(Activity):
Repeat the data in full. No line may differ from the original.

━━━━━ Given data

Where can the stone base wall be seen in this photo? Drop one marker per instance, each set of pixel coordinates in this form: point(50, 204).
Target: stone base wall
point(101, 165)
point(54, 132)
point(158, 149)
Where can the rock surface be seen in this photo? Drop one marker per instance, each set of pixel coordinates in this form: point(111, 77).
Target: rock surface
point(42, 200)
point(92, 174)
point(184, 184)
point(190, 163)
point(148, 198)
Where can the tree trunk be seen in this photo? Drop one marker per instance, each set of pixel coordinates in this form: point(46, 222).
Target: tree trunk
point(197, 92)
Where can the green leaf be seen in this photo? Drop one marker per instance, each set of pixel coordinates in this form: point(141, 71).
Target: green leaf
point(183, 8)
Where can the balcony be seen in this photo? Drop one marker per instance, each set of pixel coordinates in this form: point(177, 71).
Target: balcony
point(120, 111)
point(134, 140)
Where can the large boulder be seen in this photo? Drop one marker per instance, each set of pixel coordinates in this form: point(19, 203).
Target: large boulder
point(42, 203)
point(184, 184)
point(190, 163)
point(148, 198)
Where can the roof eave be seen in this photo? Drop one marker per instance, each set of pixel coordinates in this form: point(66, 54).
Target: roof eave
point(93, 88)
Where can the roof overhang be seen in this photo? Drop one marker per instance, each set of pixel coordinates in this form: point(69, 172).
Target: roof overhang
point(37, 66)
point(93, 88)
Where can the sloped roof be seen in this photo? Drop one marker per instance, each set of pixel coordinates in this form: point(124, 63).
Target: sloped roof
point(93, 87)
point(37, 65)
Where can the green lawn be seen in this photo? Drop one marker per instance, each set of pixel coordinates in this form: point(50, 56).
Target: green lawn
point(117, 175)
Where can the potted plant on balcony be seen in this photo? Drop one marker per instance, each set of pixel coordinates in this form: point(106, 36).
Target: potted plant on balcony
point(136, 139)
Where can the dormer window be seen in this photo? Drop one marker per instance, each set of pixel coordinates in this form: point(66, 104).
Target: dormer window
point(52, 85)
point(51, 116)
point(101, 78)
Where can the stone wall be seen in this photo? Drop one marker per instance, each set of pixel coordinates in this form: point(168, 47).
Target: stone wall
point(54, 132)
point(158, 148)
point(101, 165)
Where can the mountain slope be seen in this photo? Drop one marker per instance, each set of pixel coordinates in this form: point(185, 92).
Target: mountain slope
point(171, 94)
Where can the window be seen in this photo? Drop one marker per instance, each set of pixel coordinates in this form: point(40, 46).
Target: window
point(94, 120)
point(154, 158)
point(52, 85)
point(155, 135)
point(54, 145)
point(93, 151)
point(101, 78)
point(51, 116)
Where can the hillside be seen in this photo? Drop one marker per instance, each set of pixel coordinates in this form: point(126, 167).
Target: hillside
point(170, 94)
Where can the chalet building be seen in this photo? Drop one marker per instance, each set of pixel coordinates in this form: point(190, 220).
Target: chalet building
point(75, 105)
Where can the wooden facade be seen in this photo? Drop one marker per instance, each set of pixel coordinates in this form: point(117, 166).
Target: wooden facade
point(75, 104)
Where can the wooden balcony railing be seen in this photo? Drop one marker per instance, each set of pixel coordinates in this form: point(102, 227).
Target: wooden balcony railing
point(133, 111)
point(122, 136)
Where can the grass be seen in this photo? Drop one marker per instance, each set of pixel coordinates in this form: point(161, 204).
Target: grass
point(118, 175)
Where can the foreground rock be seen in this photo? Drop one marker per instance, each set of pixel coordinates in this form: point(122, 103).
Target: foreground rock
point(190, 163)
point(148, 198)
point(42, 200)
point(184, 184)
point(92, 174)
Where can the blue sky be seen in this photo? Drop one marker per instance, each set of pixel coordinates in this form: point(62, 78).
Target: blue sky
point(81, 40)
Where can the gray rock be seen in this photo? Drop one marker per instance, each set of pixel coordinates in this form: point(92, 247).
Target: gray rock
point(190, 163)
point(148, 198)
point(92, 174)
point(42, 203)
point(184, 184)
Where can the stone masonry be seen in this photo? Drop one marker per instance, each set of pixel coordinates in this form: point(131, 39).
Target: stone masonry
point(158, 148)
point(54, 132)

━━━━━━━━━━

(Response area):
Where can the stone base wall be seen in this photo? Drop one marker per instance, each set of pixel coordinates in this form: point(50, 204).
Target: stone base wall
point(101, 165)
point(54, 132)
point(158, 149)
Where can the rock surface be seen in this photo? Drop one marker per instance, each set of pixel coordinates in this form: point(111, 77).
Target: rock surface
point(42, 200)
point(92, 174)
point(184, 184)
point(190, 163)
point(148, 198)
Where can the tree trunk be seen in this photo? Drop one marker per instance, each set of pixel coordinates in this form: point(46, 222).
Target: tree trunk
point(197, 92)
Where can the green leaf be seen in this photo? Drop one marker per instance, each set of pixel coordinates in this form: point(141, 71).
Target: green leaf
point(183, 8)
Where can the balcony be seen in this photo? Drop one marker per instance, each set of pixel coordinates in this form: point(177, 71).
Target: balcony
point(120, 111)
point(134, 140)
Where can the large boulder be seen in this photo? Drop one marker per instance, each set of pixel coordinates in this form: point(19, 203).
Target: large boulder
point(42, 203)
point(184, 184)
point(190, 163)
point(148, 198)
Where can the roof eave be seen in this photo? Drop one marker per instance, each set of pixel coordinates in this form: point(66, 54).
Target: roof eave
point(93, 88)
Where can the roof overhang be seen in this photo? Drop one marker per instance, each set of pixel coordinates in this form: point(69, 172).
Target: roof overhang
point(37, 66)
point(93, 88)
Where can the sloped roof be seen in this photo? Drop one marker per instance, each set of pixel coordinates in this form: point(124, 63).
Target: sloped roof
point(93, 87)
point(37, 65)
Where can the green lawn be seen in this photo? Drop one marker per instance, each set of pixel coordinates in this form: point(50, 56).
Target: green lawn
point(117, 175)
Where can the potted plant on balcony be seen in this photo? Drop one marker per instance, each set of pixel coordinates in this form: point(106, 36).
Target: potted plant on balcony
point(136, 139)
Where can the dormer window be seen in this photo? Drop one marker per instance, each set of pixel coordinates in this form: point(66, 104).
Target: dormer window
point(52, 85)
point(51, 116)
point(101, 78)
Where can the stone wall be seen in this photo? Drop one marker per instance, each set of pixel coordinates in this form: point(168, 47).
Target: stone wall
point(54, 132)
point(158, 148)
point(101, 165)
Where can the mountain slope be seen in this photo? Drop one marker per instance, each set of pixel coordinates in this form: point(185, 92).
Target: mountain slope
point(171, 94)
Where can the window be seen in this photo? Drop one marker per instance, each set of pixel coordinates in this form: point(40, 46).
Target: window
point(94, 120)
point(154, 158)
point(52, 85)
point(155, 135)
point(54, 145)
point(93, 151)
point(101, 78)
point(51, 116)
Where can the hillside be seen in this photo? Drop one marker per instance, each set of pixel coordinates in this form: point(126, 167).
Target: hillside
point(170, 94)
Where can the chalet building be seen in this photo? Drop one marker per instance, each set of pixel coordinates in this form: point(190, 220).
Target: chalet building
point(75, 105)
Where can the wooden facade be seen in this photo? Drop one marker per instance, each set of pixel coordinates in this form: point(117, 166).
Target: wooden facade
point(75, 104)
Where can the wooden balcony railing be seen in this photo? Drop one marker per instance, each set of pixel coordinates in this form: point(102, 227).
Target: wooden balcony railing
point(133, 111)
point(122, 136)
Where can the grass be seen in this photo? Drop one marker per instance, each set of pixel coordinates in this form: point(161, 204).
Target: grass
point(118, 175)
Where can the foreground rock be seen in this photo? Drop one marker per instance, each set of pixel coordinates in this form: point(122, 103).
Target: foreground rock
point(190, 163)
point(148, 198)
point(42, 200)
point(184, 184)
point(92, 174)
Where can the blue sky be seen in this photo? Drop one marker per instance, each set of pixel coordinates in this form: point(62, 78).
Target: blue sky
point(81, 40)
Where can the gray rock be seen in this photo? Drop one marker per instance, each set of pixel coordinates in this form: point(92, 247).
Target: gray rock
point(190, 163)
point(148, 198)
point(92, 174)
point(42, 203)
point(184, 184)
Where can the stone masonry be seen in this photo? Drop one marker per instance, each set of pixel coordinates in this form: point(131, 39).
Target: stone masonry
point(158, 148)
point(54, 132)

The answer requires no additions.